What to produce: From the records that follow, copy every line that contains the word "below".

Natural-language object grounding data:
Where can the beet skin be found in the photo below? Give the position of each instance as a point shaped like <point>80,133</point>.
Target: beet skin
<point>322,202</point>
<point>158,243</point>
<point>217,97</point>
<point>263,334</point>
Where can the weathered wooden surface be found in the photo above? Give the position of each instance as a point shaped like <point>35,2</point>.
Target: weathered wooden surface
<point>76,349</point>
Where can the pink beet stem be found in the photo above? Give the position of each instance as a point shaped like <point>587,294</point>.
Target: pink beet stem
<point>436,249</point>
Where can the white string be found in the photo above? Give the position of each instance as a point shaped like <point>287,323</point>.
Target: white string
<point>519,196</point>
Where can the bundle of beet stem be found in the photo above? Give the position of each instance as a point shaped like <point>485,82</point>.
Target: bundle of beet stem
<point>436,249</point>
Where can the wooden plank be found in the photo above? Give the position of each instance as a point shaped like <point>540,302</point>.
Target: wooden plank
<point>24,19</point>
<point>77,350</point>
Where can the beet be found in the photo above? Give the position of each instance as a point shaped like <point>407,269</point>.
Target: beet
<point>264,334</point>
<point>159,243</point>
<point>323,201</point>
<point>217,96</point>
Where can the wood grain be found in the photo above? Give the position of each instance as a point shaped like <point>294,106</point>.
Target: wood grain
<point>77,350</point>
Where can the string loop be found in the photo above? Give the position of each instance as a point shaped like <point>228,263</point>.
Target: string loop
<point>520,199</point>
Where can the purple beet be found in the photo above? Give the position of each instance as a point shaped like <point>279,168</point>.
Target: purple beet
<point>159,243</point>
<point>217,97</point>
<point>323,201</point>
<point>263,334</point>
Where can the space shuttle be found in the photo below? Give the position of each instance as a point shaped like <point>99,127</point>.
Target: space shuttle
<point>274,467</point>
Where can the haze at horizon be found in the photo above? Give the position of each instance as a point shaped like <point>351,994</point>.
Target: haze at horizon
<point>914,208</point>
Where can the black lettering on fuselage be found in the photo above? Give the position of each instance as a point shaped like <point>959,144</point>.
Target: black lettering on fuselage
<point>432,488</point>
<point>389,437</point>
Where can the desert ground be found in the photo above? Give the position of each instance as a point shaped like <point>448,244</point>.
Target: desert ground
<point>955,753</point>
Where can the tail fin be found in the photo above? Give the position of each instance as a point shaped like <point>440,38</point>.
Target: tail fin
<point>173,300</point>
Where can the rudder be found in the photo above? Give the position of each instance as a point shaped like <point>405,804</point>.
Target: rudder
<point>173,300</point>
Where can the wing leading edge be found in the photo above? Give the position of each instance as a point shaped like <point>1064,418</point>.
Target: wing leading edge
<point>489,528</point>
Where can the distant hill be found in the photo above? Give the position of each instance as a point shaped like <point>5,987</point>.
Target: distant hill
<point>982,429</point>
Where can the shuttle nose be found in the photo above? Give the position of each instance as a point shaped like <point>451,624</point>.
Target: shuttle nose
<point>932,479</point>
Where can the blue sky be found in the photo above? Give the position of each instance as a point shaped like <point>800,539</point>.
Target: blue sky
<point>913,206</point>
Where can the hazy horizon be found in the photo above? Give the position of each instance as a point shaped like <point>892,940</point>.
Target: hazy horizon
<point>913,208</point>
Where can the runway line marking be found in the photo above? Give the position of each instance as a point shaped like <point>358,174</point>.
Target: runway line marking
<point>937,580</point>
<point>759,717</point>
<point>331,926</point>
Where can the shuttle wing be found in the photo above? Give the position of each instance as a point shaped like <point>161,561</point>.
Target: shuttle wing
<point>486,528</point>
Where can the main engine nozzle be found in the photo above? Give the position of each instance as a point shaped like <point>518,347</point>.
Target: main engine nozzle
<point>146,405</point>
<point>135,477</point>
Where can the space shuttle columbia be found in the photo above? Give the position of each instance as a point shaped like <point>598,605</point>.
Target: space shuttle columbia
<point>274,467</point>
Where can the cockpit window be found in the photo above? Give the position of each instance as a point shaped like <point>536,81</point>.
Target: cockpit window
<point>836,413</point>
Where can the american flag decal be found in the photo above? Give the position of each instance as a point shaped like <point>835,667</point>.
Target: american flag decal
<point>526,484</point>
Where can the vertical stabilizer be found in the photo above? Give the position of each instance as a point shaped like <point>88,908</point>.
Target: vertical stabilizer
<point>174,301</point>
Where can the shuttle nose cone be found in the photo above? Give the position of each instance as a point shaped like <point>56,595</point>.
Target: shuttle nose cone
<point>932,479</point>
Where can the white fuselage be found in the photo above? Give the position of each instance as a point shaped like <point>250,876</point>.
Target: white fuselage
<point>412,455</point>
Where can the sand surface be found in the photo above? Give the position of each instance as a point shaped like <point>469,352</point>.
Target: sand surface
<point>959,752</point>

Answer to this problem:
Where can the beet skin be found in the photo below? Give the position of each instance as a point shaped like <point>80,133</point>.
Where can the space shuttle be found in the photo below? Give the position of each instance as a point shaped like <point>99,127</point>.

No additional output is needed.